> TASK TO COMPLETE:
Check each line of the entries below for the word "orange", and copy out the ones that have it.

> EXTRACTED DATA:
═══

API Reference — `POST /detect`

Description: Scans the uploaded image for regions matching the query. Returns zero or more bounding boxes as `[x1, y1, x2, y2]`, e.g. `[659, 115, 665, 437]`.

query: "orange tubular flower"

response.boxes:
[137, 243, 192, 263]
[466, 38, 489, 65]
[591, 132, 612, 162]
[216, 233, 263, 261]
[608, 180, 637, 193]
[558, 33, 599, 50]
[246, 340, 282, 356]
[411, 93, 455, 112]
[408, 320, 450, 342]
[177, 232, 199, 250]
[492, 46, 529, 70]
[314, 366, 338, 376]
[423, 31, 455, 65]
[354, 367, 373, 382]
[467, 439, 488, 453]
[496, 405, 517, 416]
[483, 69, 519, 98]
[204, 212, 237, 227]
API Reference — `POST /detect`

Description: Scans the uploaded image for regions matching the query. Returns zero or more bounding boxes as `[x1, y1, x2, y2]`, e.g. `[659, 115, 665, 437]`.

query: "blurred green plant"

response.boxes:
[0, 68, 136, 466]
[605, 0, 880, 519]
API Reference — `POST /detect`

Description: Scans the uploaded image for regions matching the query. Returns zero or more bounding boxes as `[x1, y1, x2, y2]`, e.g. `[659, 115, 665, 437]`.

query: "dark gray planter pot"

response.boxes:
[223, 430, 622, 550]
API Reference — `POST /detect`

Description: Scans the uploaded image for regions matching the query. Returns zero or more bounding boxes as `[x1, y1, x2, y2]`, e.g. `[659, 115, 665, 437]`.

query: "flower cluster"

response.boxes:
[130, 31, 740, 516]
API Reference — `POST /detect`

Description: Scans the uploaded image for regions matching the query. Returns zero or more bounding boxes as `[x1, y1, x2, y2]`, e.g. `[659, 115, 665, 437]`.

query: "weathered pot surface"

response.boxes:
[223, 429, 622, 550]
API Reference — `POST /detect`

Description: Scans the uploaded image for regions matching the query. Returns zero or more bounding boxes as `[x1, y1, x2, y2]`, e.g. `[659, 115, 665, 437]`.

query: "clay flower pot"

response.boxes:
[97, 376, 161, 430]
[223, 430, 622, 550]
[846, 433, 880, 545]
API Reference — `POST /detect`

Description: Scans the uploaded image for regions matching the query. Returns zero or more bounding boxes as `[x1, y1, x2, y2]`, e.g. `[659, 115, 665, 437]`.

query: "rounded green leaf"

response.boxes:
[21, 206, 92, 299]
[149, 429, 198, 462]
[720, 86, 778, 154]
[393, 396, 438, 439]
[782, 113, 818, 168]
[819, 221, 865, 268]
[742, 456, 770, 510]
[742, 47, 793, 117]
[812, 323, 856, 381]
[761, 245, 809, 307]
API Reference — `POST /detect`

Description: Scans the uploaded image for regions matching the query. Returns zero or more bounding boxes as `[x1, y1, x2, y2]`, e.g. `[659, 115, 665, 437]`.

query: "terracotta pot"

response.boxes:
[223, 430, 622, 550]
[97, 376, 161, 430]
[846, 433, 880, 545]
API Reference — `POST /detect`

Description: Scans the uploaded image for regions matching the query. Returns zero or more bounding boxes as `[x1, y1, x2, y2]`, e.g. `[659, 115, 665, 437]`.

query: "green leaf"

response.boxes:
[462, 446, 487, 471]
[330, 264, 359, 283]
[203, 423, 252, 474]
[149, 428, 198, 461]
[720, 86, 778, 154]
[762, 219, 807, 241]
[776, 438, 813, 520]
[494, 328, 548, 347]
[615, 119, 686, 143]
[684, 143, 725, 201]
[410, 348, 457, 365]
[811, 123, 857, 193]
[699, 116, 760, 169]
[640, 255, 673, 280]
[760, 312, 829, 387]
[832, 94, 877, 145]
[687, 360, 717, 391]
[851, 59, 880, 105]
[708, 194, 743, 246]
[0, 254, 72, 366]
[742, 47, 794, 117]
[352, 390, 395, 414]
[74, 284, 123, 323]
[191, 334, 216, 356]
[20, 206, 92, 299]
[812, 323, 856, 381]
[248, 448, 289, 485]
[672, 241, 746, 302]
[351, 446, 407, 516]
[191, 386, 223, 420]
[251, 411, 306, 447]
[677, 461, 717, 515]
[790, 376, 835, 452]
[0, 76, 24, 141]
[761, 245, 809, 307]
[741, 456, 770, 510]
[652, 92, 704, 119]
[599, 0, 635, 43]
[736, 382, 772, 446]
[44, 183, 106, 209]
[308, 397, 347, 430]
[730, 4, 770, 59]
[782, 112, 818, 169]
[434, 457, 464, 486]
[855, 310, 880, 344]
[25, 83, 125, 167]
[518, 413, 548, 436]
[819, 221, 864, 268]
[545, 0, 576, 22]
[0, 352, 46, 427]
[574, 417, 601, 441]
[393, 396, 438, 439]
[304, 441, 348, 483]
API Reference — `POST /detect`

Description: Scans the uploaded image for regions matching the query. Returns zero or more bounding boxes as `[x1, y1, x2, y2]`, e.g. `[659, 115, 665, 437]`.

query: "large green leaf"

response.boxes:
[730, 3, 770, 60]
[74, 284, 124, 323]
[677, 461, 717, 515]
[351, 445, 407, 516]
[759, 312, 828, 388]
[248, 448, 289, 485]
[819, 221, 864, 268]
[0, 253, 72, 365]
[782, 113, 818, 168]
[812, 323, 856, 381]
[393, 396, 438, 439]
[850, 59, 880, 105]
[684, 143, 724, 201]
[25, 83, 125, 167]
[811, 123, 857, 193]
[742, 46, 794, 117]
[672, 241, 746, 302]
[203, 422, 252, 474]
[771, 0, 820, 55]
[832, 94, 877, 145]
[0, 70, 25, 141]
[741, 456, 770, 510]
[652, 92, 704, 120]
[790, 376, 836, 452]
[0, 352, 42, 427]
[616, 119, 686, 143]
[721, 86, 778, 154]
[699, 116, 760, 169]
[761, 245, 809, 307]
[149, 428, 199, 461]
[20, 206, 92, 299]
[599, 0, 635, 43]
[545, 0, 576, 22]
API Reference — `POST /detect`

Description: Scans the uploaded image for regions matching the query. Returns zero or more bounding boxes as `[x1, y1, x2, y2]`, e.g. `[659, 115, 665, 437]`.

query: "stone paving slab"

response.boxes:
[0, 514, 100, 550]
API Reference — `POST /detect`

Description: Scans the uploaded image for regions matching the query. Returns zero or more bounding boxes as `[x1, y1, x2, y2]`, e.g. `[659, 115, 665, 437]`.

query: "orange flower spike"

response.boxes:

═══

> TASK OUTPUT:
query: "orange tubular flower"
query: "orange flower spike"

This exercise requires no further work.